» Set exercise: Pull out each line in the records below that contains the word "peak", and copy those lines unchanged.

» Raw data:

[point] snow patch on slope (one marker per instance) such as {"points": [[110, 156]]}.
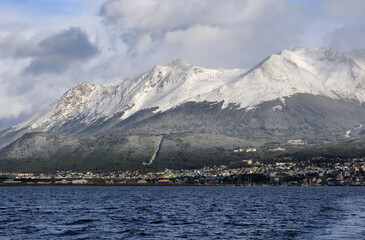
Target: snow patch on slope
{"points": [[301, 70]]}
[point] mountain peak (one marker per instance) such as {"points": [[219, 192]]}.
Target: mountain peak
{"points": [[178, 63]]}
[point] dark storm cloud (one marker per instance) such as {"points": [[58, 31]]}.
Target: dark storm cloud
{"points": [[58, 52]]}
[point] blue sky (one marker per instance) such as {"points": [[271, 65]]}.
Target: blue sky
{"points": [[47, 46]]}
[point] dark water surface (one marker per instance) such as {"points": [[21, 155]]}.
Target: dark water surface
{"points": [[182, 212]]}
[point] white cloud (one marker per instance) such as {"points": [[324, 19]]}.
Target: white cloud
{"points": [[132, 36]]}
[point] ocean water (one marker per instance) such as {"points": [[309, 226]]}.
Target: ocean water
{"points": [[165, 212]]}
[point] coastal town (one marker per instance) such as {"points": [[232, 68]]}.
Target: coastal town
{"points": [[346, 172]]}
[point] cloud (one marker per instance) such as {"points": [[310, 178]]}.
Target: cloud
{"points": [[348, 10], [213, 33], [59, 51], [104, 40]]}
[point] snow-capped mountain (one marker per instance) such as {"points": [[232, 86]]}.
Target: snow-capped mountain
{"points": [[319, 72]]}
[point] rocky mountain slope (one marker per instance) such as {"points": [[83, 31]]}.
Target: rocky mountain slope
{"points": [[298, 93]]}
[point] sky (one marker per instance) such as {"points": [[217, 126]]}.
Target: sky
{"points": [[47, 46]]}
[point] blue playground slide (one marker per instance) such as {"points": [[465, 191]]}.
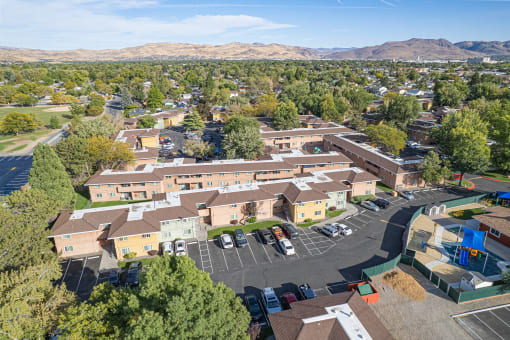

» Final result:
[point] mountain peak (one marker per instance) such as {"points": [[219, 192]]}.
Target: mountain peak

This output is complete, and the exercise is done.